— start —

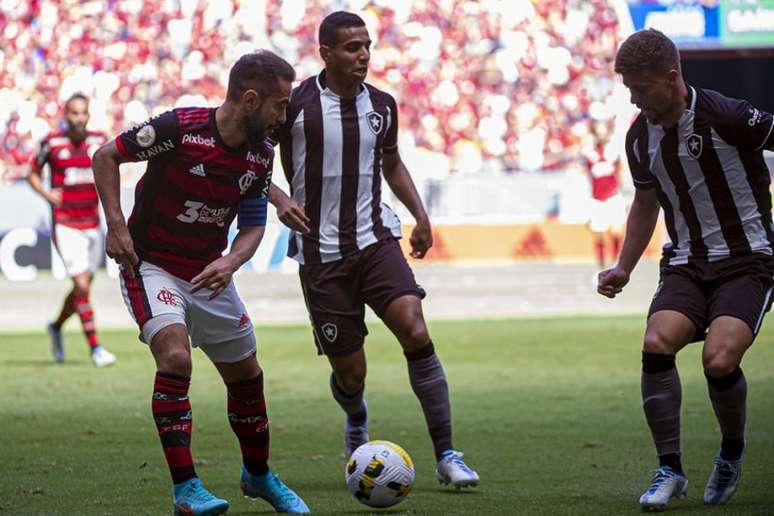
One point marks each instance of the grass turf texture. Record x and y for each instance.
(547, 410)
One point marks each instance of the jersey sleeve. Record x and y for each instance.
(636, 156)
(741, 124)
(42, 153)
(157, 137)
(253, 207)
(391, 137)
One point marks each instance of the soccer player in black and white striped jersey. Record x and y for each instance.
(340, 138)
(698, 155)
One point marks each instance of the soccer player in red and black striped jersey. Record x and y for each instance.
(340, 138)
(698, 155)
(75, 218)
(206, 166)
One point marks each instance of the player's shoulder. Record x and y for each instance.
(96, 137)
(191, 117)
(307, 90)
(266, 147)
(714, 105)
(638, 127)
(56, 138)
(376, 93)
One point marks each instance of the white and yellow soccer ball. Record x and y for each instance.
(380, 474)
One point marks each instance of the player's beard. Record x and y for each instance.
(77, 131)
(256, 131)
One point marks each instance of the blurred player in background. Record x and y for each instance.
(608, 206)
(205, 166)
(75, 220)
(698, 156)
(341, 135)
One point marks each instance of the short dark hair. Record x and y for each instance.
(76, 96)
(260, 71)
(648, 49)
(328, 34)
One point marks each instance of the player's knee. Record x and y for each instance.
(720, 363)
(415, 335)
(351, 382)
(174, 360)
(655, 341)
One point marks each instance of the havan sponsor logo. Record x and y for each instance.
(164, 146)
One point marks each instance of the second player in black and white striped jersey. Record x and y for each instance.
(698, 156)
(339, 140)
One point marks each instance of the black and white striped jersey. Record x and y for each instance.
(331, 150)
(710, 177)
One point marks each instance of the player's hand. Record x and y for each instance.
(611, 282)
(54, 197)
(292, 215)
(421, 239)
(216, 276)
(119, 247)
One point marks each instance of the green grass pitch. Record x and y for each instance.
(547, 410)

— end —
— start —

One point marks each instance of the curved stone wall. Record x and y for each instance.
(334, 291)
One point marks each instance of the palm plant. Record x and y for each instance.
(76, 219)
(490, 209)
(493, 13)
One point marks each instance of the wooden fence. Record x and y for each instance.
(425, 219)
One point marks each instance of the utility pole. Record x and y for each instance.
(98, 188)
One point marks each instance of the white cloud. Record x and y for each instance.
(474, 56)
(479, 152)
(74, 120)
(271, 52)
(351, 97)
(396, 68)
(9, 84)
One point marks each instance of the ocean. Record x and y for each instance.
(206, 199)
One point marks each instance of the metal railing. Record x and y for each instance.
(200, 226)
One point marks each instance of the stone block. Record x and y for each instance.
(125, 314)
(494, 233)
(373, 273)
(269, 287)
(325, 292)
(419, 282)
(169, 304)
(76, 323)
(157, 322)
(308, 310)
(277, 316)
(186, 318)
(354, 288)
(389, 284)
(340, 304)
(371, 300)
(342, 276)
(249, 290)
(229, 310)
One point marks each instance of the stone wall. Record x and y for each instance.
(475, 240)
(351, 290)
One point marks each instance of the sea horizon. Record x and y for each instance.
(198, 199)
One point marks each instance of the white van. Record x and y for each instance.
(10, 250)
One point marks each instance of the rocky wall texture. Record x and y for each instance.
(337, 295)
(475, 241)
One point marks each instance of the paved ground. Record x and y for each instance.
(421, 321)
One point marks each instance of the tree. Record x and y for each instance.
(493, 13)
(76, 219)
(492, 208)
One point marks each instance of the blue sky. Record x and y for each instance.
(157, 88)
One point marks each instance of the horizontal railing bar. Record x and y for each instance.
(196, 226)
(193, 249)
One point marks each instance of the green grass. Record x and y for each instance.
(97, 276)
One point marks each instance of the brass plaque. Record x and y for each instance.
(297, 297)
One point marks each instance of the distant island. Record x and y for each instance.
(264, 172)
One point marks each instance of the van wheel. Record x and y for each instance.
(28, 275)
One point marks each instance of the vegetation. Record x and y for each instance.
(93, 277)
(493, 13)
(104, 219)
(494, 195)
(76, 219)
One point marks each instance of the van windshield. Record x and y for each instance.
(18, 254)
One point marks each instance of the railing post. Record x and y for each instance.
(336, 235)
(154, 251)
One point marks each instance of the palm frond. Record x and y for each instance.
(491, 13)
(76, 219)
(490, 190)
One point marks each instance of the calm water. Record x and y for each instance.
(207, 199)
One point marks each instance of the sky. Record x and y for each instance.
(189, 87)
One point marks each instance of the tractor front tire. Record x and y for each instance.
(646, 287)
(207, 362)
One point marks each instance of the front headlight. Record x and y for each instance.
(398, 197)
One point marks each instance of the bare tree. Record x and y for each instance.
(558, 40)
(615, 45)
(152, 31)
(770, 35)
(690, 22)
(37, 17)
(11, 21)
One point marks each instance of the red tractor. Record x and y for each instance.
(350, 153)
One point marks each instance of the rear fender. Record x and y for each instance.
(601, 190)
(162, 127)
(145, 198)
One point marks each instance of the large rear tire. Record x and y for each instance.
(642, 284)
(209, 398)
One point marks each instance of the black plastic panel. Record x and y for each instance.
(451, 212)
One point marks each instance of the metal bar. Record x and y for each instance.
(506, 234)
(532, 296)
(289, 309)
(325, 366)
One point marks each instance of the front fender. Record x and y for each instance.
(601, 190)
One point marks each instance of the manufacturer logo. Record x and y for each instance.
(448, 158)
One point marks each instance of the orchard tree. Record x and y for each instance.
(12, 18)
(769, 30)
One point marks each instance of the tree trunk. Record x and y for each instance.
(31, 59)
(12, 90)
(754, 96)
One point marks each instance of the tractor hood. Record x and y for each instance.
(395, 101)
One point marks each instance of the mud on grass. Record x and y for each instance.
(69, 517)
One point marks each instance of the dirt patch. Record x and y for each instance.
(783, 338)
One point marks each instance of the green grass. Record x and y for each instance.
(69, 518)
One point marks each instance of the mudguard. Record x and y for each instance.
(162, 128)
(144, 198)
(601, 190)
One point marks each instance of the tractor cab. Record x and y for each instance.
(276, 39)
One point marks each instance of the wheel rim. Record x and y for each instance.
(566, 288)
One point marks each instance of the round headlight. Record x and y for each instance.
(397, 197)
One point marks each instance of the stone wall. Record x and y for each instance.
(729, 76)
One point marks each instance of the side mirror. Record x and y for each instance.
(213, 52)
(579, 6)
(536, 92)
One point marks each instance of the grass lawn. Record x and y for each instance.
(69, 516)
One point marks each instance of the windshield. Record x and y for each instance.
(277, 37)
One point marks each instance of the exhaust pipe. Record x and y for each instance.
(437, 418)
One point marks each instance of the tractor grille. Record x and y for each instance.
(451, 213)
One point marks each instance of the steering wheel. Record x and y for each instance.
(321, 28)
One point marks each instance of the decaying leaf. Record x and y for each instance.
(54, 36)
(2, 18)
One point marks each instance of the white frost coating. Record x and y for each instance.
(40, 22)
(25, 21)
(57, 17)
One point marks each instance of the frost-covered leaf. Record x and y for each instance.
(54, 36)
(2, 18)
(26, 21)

— end —

Work to be completed: Extract each line in the records that contains the word "headlight", and copy those lines in full.

Answer for the task:
One point marks each instance of the front headlight. Record x and y for each instance.
One point marks each instance of the round headlight. Record x and y for each instance.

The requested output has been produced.